*What is being asked:* Keep the pictures out, and restate the listing that follows exactly as written.

*Data for processing:*
○ ○ ○ ○

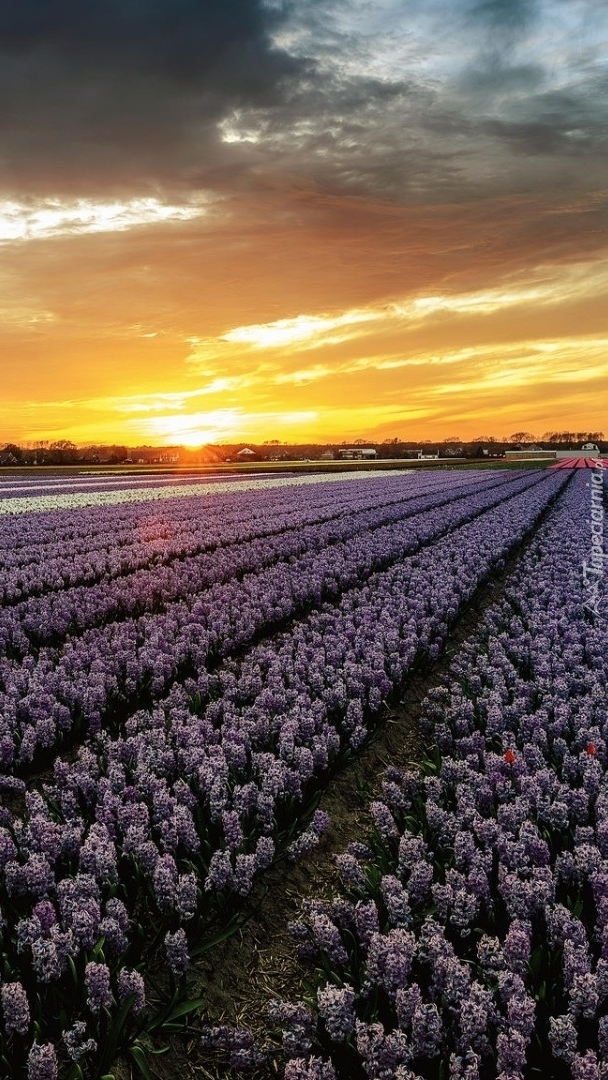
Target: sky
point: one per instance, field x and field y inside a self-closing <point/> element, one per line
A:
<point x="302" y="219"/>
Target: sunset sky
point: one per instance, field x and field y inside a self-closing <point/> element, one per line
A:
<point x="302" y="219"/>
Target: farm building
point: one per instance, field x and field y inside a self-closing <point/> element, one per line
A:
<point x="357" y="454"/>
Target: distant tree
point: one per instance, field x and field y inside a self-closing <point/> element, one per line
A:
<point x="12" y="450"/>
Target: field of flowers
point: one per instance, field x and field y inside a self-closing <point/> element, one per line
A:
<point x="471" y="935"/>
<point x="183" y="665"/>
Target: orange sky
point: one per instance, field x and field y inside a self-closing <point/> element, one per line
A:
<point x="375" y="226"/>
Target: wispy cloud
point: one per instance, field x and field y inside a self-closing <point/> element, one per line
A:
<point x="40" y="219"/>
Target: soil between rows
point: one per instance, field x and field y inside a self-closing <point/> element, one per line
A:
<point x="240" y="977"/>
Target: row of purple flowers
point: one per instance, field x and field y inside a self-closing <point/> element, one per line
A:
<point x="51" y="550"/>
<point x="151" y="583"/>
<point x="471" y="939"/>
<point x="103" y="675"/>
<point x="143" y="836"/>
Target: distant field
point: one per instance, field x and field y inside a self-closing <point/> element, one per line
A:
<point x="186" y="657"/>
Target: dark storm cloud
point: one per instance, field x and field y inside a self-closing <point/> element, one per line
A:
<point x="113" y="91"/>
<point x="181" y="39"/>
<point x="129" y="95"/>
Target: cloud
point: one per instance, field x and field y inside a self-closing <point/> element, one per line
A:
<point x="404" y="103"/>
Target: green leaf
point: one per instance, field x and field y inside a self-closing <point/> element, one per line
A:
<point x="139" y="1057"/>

○ ○ ○ ○

*Task solution:*
Target: sky
point: one per instance, field x and field y inside a self-closing <point/> element, one per line
A:
<point x="302" y="219"/>
Target: sunset sky
point: one per instance, field x and field y inside a self-closing <point/> element, one per line
A:
<point x="302" y="219"/>
Target: farm building
point: one per instance, field x and field y inside a self-closing <point/> element, one per line
A:
<point x="357" y="454"/>
Target: distant tree
point: one per instance, field x and field y inside a self-closing <point/> element, one per line
A:
<point x="12" y="450"/>
Target: field of flowers
point: one per instance, field x and field y inside a self-closing <point/> element, one per line
A:
<point x="471" y="935"/>
<point x="183" y="665"/>
Target: orange sky
point: one per instance, field x and field y inside a self-closing <point/> element, one per line
A:
<point x="375" y="226"/>
Target: wispy cloud
point: one per instance, field x and field y inside a self-closing <point/> element, one per line
A:
<point x="40" y="219"/>
Target: soil between rows
point: one per instance, field x and field y inside a self-closing <point/> element, one per line
A:
<point x="240" y="977"/>
Target: row of purple flowers
point: one per instance, field x and field y inside a self-closing <point/> element, one per line
A:
<point x="51" y="550"/>
<point x="151" y="583"/>
<point x="471" y="939"/>
<point x="103" y="675"/>
<point x="143" y="836"/>
Target: distant field
point: one per instance, field x and field y inside a self-closing <point/> element, one per line
A:
<point x="186" y="657"/>
Target: dark storm cloud
point: one per instance, field x and field y inside a self-closing <point/> element, one per line
A:
<point x="113" y="91"/>
<point x="181" y="39"/>
<point x="129" y="95"/>
Target: cloud
point: one per instance, field x and field y inside a self-closing <point/> element, one per line
A:
<point x="404" y="103"/>
Target: green leaf
point: one per instance, field x and field y inside a self-closing <point/> element, one per line
A:
<point x="139" y="1057"/>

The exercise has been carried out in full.